* Task prompt *
Transcribe all the lines below exactly. Omit the pictures.

Records from a data source
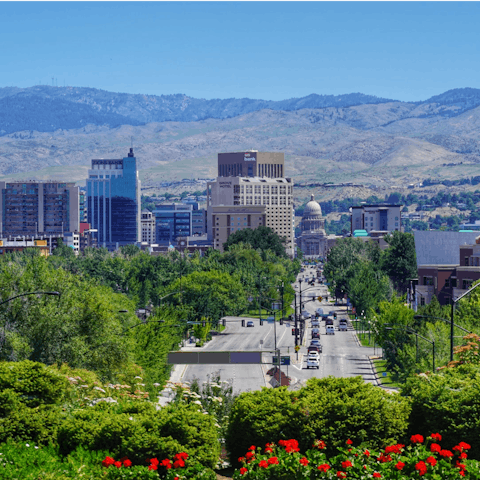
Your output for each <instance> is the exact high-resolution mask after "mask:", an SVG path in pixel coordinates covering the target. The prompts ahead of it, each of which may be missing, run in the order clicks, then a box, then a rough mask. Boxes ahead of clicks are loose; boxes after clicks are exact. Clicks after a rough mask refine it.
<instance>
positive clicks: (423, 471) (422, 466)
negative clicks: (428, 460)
mask: <svg viewBox="0 0 480 480" xmlns="http://www.w3.org/2000/svg"><path fill="white" fill-rule="evenodd" d="M415 470H418V474H419V475H425V474H426V473H427V465H426V464H425V462H418V463H417V464H416V465H415Z"/></svg>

* Solved problem *
Your output for each <instance> is the exact high-resolution mask after "mask:", an SVG path in pixel coordinates covering the target. The prompts ahead of it, each of which may be missing, run in the order clicks, then a box, then a rough mask. Boxes ahead of clicks are loose; boxes after clicks are exact. Clicks after a rough mask refine it.
<instance>
positive clicks: (423, 471) (422, 466)
negative clicks: (428, 460)
mask: <svg viewBox="0 0 480 480" xmlns="http://www.w3.org/2000/svg"><path fill="white" fill-rule="evenodd" d="M415 470H418V474H419V475H425V474H426V473H427V465H426V464H425V462H418V463H417V464H416V465H415Z"/></svg>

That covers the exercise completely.